Your instructions: Quote the records beneath, complete and exact. Leave out images.

Input material:
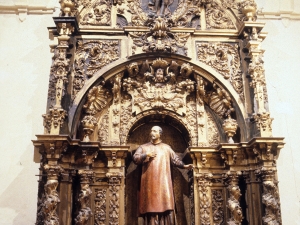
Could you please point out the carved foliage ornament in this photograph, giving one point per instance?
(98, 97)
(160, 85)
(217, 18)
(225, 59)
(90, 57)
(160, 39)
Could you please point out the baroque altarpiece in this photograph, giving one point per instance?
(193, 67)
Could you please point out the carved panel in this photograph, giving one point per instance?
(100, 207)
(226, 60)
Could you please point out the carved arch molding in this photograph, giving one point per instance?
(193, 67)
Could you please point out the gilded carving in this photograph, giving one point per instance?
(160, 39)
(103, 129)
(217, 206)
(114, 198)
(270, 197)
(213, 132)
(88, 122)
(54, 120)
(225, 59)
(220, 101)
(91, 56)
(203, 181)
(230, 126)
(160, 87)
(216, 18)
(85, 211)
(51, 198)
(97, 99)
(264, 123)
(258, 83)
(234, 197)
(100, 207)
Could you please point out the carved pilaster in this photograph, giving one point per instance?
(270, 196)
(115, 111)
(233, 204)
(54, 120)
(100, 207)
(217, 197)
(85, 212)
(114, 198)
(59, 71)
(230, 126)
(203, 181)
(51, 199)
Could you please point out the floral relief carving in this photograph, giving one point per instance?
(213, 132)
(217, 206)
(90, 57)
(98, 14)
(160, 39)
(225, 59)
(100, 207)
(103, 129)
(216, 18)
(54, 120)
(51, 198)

Answer:
Could you please point out the carved foliage ornament in this photograph, giving one point per instance?
(98, 97)
(160, 85)
(217, 18)
(225, 59)
(90, 57)
(160, 39)
Could you please point out the baroque altarpiece in this photograph, giving one point per instance?
(193, 67)
Could you please point out the carved panel in this photograph, giving one point per instance?
(100, 207)
(226, 60)
Could you please point out the carved arch molding in this photograph, giving one point per instance?
(193, 67)
Could you please point out the gilded carving in this photograph, giving one point per instance?
(160, 39)
(103, 129)
(217, 206)
(114, 198)
(270, 197)
(213, 132)
(88, 122)
(54, 120)
(225, 59)
(220, 101)
(91, 56)
(203, 181)
(230, 126)
(160, 87)
(216, 18)
(85, 211)
(51, 198)
(97, 99)
(264, 123)
(258, 83)
(234, 197)
(100, 207)
Could you please point out the carved pilaster in this photograph, giving one point per instance?
(270, 196)
(115, 111)
(233, 204)
(54, 120)
(100, 207)
(217, 197)
(85, 212)
(114, 198)
(59, 71)
(230, 126)
(203, 181)
(51, 199)
Could you please point out the floral relief carving in this photograph, giving one point per instance?
(213, 132)
(217, 206)
(90, 57)
(98, 14)
(160, 39)
(225, 59)
(100, 207)
(103, 129)
(216, 18)
(54, 120)
(51, 198)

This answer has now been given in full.